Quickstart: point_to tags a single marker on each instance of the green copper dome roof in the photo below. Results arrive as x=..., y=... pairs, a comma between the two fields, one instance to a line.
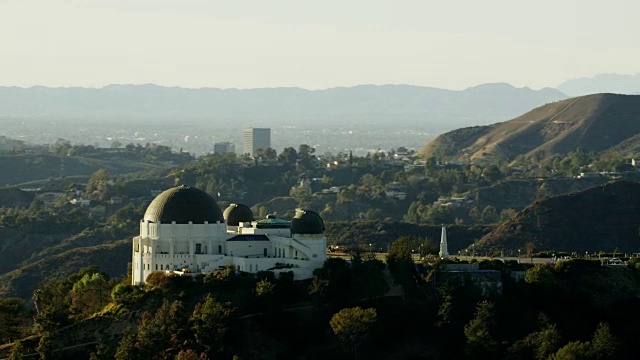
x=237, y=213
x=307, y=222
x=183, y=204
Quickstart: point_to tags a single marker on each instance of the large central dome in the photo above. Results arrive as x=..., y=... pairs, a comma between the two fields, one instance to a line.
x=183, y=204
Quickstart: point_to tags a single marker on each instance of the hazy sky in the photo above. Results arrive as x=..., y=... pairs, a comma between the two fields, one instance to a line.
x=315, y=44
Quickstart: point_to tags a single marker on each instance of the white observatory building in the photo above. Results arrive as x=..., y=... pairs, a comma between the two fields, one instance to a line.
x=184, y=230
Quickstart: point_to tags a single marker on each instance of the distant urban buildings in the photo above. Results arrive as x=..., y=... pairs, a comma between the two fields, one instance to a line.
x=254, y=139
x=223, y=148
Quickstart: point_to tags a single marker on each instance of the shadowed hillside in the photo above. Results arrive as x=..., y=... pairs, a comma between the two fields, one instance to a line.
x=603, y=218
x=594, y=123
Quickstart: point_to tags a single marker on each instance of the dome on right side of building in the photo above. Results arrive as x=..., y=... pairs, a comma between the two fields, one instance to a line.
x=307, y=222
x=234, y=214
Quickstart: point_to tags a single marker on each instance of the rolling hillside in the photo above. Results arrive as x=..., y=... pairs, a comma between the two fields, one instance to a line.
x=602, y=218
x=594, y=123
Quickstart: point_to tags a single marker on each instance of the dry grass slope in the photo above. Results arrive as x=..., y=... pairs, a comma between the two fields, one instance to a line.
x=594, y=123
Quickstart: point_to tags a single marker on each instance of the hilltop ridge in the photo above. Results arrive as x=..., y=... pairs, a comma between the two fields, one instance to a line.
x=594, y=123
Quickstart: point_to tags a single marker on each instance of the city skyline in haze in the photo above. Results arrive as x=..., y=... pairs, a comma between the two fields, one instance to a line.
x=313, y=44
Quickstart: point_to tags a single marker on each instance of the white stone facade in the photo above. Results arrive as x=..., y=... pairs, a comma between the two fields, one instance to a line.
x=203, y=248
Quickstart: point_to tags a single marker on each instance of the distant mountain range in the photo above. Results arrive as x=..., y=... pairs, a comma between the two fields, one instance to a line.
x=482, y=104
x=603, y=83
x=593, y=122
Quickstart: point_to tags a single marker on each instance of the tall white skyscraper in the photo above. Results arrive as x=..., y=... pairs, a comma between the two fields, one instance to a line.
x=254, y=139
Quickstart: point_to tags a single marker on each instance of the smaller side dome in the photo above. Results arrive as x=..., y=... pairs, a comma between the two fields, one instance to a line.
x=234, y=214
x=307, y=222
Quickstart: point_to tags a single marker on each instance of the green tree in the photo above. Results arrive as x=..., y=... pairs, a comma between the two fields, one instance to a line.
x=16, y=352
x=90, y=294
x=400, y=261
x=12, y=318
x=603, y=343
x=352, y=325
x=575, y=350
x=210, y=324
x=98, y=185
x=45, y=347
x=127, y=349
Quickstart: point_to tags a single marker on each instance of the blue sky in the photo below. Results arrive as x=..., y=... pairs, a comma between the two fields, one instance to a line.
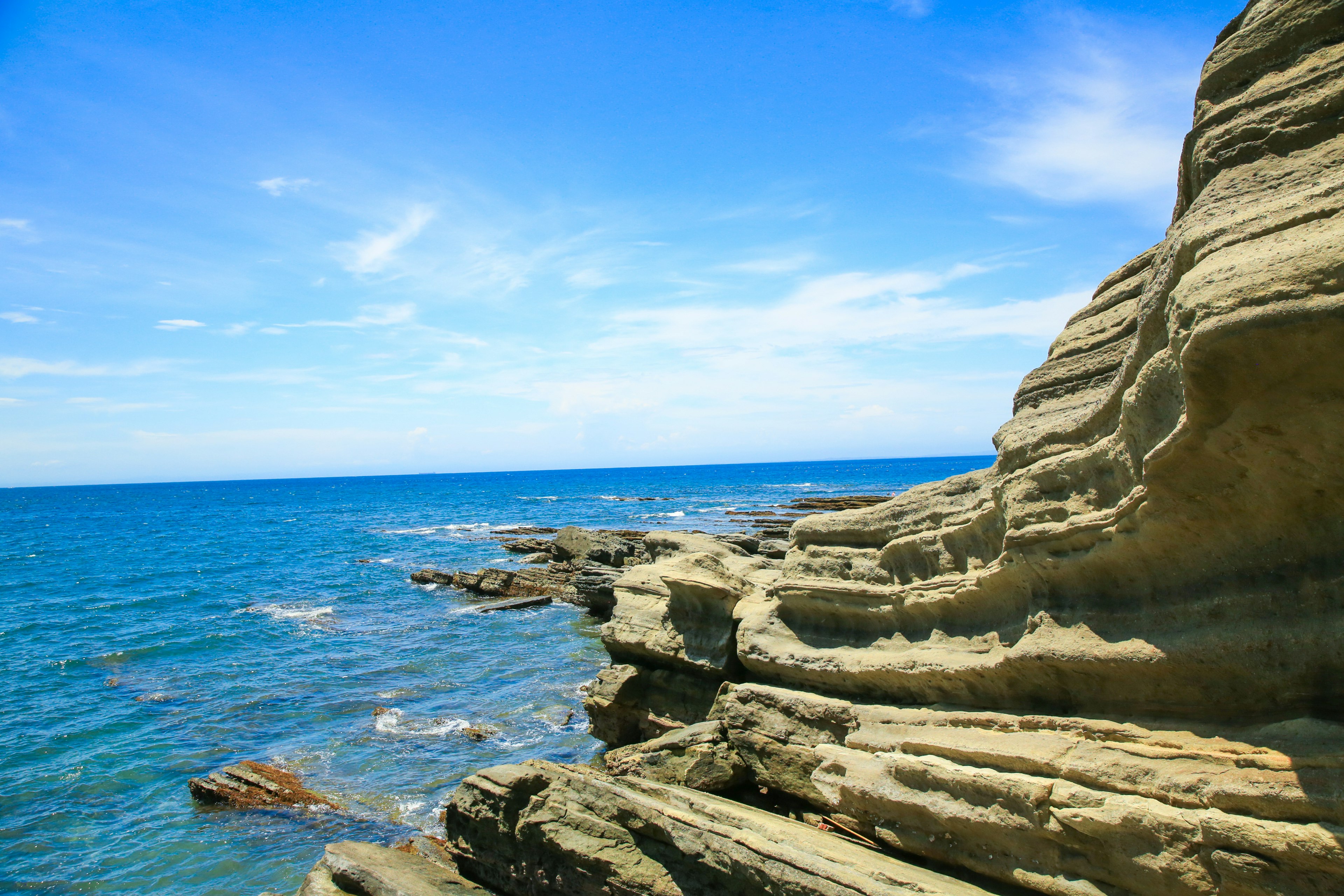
☆ ☆ ☆ ☆ ☆
§ **Task objective**:
Copy out the part of the listing that opens with the line containing "the white observatory" and closes with the line containing "x=184, y=230", including both of those lines.

§ **Result of the exercise**:
Quickstart: point_to tags a single marker on each instance of the white observatory building in the photo above. Results arrive as x=..., y=... pairs, a comma between the two fields, one instance to a line.
x=184, y=230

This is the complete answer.